(Data listing)
────────────────────────────────────────

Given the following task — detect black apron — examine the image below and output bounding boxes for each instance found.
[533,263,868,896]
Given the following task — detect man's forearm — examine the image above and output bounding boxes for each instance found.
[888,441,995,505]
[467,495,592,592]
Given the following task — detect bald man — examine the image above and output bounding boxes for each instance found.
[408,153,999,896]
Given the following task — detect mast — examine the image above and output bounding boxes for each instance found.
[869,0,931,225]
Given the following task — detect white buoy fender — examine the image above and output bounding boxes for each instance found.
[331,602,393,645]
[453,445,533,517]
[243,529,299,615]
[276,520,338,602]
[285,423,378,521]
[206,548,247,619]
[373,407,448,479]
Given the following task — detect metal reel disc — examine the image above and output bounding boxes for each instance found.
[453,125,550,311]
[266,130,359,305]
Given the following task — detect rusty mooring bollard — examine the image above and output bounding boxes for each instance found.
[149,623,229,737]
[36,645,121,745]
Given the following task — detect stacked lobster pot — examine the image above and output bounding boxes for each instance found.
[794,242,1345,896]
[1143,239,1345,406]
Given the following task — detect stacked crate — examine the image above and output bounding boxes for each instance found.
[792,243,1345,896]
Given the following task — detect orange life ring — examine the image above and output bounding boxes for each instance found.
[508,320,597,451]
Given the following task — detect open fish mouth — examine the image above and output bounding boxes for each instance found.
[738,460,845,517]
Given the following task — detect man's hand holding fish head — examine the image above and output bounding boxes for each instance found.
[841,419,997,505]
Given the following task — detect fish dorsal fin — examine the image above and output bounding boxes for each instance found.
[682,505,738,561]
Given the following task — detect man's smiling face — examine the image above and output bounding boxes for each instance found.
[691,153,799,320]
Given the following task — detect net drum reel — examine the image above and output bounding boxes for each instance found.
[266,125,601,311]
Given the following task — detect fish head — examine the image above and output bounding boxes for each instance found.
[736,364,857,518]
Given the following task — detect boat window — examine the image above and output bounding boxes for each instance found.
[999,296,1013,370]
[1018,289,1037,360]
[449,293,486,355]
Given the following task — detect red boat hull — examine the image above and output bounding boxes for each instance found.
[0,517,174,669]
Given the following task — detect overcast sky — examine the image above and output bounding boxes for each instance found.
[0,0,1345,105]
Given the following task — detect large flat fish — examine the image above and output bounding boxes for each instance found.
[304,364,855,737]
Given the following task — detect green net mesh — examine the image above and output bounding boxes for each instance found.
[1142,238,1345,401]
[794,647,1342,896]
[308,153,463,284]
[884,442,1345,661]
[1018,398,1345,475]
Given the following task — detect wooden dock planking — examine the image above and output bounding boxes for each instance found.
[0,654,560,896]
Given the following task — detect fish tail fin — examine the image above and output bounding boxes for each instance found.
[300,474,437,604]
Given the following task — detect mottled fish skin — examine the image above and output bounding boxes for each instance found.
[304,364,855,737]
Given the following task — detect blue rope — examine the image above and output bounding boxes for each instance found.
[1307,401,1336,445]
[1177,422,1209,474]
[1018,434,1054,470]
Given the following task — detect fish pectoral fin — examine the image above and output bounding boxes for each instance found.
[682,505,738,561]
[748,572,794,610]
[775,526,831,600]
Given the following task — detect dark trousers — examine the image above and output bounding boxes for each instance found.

────────────────────────────────────────

▶ Your task
Quote all of the items above word for word, keeping their original order.

▶ Answer to the problem
Given the following task — detect black apron — examine the image below and output bounding boxes for each instance found.
[533,263,868,896]
Given the following task — detect man's forearm — examine the image above and output bounding boxes for each instance found.
[888,441,995,505]
[467,495,592,592]
Given the following task — detect bald man — examine the image above and output bounding boxes for each instance found.
[408,153,999,896]
Given the following task — detect mast — examine the image above and output bounding boxes for each instance found.
[869,0,931,225]
Given the following task — detect white buoy fender — examine the image above and output bounding boxes for each instance found.
[331,602,393,645]
[453,445,533,517]
[243,529,299,615]
[276,520,338,602]
[285,423,378,521]
[206,548,247,619]
[373,407,448,479]
Given the following task — detect metal reel disc — examine the image above and output bounding boxes for each instance found.
[453,125,550,311]
[266,130,359,305]
Given the following task — detect rusty mooring bollard — examine the image above and output bounding boxes for each instance found.
[149,623,229,737]
[36,645,121,745]
Given the following task — detect stacked lobster pot — examine the image above and output bounding boxes for each instance found.
[794,242,1345,896]
[1143,239,1345,406]
Given the following task — detect stacked crate — examine the image above and output bounding boxes for each instance found.
[792,243,1345,896]
Given the following task — detect orange life ring — examine the image above and output bounding boxes for each instance found.
[508,320,597,451]
Given the following task — detect open fish mouth — examine the image above and output bounding boxes for each instance found.
[738,460,845,517]
Given the following task — detect man's hand holding fish head — examine the image above and output bounding boxes for each instance found.
[841,419,997,505]
Given the following task — detect fish dorsal fin — examine the image above and output bounding boxes for each instance found.
[682,505,738,561]
Given the following task — detect man's smiling face — examine the image above and output bounding boxes for each instance found.
[691,153,799,320]
Given the following task — detect net drum reel — examine the image above and output bounding boxes for each instance found.
[266,125,601,311]
Given the following task — detect fish head — examine the image above and output bounding boxes for each instance found.
[736,364,857,518]
Given the following task — detect boat window — examine the image above and output bounding boxes for each instance found.
[999,296,1013,370]
[1018,289,1037,360]
[449,293,486,355]
Given the following task — detect red boat hull — examine the image above and output bounding boxes for each instance found.
[0,517,174,669]
Given the following task — detect overcast sky — examine the image above and output bounding boxes for each instance found.
[0,0,1345,105]
Given the following task — detect large flat fish — examine the image above and output bounding boxes for each instance found.
[304,364,855,737]
Given the following task — detect green net mesh — examine the image above and output bounding boxes for each instance found.
[1142,238,1345,401]
[794,647,1342,896]
[308,153,463,284]
[884,442,1345,661]
[1018,398,1345,475]
Given the following task — detect wooden dock planking — examine the image above and output bounding boxes for each instance found.
[0,654,560,896]
Given the following task — detect fish tail fin — examine the image above and output bounding boxes for each instance found.
[300,474,437,604]
Given the following task — detect mottled fish skin — examine the image above and output bounding boxes for each instance found.
[304,364,855,737]
Given the following task — detect blue rope — examine the image above and output bounding boxes for each instance found.
[1307,401,1336,445]
[1177,422,1209,474]
[1018,434,1054,470]
Given the following task — detect fish pectoral fin — examine the image above and output bounding boxes for each instance found.
[682,505,738,561]
[748,572,794,610]
[775,526,831,600]
Given the following task — detect dark trousers — examine the image above and output bounding boxes for each instance found.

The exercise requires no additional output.